**Exercise:** For the entries below, print exactly the lines between the line holding "Query: small brown dog" and the line holding "the form [638,210].", inclusive, and nothing else.

[Data for analysis — start]

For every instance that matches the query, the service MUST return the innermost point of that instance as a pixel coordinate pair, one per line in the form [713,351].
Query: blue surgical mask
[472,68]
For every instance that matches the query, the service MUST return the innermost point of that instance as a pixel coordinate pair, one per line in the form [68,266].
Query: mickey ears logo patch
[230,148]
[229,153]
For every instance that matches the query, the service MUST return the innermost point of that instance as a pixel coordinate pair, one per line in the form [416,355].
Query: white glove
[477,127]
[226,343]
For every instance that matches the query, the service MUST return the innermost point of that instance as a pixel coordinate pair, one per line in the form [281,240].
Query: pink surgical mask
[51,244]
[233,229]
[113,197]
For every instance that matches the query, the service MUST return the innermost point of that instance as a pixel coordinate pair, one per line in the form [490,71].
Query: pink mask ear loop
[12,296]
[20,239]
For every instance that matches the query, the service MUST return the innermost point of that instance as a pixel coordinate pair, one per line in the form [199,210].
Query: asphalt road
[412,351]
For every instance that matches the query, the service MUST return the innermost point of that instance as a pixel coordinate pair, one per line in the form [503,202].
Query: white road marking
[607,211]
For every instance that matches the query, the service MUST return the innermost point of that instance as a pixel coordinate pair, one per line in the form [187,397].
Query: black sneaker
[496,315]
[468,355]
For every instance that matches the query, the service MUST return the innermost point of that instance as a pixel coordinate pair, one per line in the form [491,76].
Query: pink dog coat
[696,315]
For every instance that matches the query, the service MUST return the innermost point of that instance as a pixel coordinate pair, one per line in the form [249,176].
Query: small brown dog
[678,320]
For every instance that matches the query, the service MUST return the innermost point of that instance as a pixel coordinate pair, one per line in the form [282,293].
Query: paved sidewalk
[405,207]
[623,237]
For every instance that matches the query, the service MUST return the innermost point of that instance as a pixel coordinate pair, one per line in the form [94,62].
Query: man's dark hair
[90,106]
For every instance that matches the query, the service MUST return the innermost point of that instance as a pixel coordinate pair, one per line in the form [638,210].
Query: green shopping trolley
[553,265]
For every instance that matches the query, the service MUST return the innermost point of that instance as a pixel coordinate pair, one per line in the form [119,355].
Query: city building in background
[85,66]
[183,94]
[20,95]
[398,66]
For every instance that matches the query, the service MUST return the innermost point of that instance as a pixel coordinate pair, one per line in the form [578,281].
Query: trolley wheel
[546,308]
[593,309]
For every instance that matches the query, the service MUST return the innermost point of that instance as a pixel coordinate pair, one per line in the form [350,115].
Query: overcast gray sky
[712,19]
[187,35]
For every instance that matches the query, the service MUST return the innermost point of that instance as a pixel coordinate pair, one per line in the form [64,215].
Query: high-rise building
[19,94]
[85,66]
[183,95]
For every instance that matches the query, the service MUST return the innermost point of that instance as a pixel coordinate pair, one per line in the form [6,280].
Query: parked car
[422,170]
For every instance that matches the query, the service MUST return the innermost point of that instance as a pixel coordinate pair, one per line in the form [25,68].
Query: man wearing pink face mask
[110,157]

[Data for analysis — finish]
[Data for analysis — start]

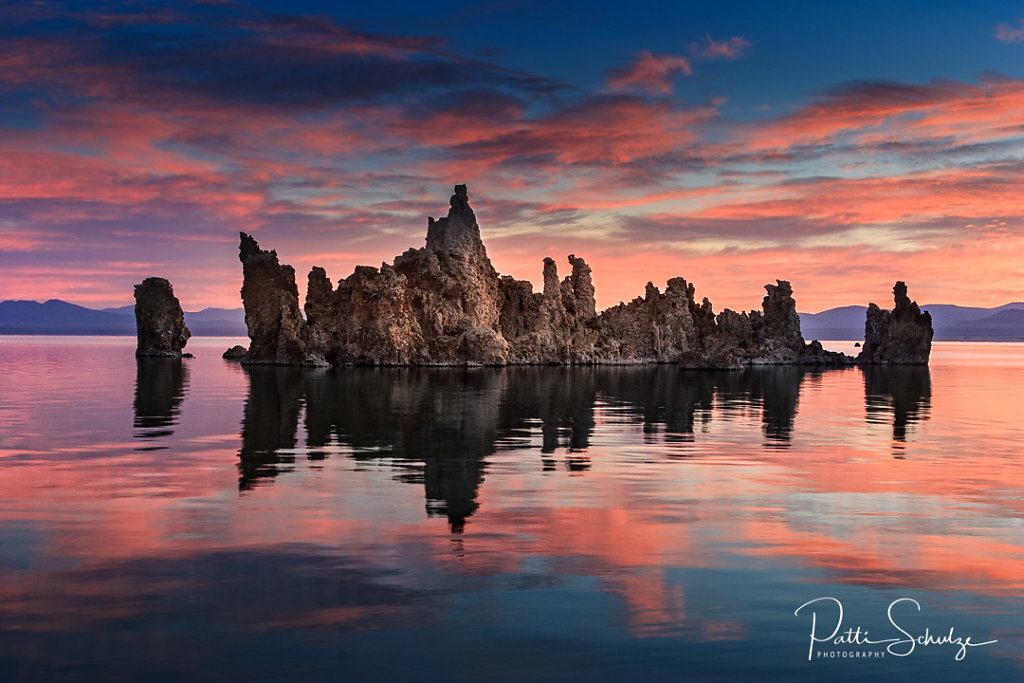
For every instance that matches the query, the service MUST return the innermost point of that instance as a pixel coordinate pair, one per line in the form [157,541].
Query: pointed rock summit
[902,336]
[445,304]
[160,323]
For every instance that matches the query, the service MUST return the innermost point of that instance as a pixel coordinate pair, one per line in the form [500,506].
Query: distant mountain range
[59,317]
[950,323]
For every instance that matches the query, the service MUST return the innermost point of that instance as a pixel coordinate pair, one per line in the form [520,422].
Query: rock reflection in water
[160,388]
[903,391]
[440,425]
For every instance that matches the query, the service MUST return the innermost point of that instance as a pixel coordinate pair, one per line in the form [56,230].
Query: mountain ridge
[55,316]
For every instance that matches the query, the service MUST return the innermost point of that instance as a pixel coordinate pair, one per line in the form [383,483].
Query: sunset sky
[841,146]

[Data for analysis — finish]
[Data for analysis — start]

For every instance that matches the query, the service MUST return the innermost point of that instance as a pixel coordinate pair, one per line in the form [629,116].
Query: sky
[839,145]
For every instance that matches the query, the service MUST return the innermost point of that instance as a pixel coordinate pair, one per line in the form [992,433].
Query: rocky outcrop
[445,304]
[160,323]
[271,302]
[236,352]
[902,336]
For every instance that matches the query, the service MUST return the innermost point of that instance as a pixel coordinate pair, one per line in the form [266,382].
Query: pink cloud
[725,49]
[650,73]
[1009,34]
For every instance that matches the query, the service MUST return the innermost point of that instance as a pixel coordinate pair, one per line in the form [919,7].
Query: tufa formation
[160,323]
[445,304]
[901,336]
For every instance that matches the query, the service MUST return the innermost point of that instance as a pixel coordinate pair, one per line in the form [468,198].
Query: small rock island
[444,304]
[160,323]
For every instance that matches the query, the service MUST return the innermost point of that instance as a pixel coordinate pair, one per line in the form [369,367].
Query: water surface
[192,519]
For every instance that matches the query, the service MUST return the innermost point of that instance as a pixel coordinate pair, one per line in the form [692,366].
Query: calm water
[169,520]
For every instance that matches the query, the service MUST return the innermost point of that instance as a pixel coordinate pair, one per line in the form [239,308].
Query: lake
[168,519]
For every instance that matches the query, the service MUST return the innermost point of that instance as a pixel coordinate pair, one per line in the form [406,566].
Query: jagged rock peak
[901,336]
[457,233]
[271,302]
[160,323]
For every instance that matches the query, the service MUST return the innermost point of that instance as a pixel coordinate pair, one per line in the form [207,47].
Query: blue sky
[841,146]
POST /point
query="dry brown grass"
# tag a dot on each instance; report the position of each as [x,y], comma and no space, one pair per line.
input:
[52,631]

[Data for analysis — finish]

**Exercise result:**
Query: small brown dog
[678,320]
For every instance that matches the query, the service MUST return the innermost point of that instance as a pixel coordinate pair, one per line in the form [282,293].
Query: paved sidewalk
[405,207]
[623,237]
For every instance that matches the query, the service MUST return the innermost point of that instance as a pixel coordinate pair, one per line in the form [94,62].
Query: man's dark hair
[90,106]
For every instance that matches the query, the service MUST return the innermost point of that instance as a pixel coordinate pair, one per line in the form [638,210].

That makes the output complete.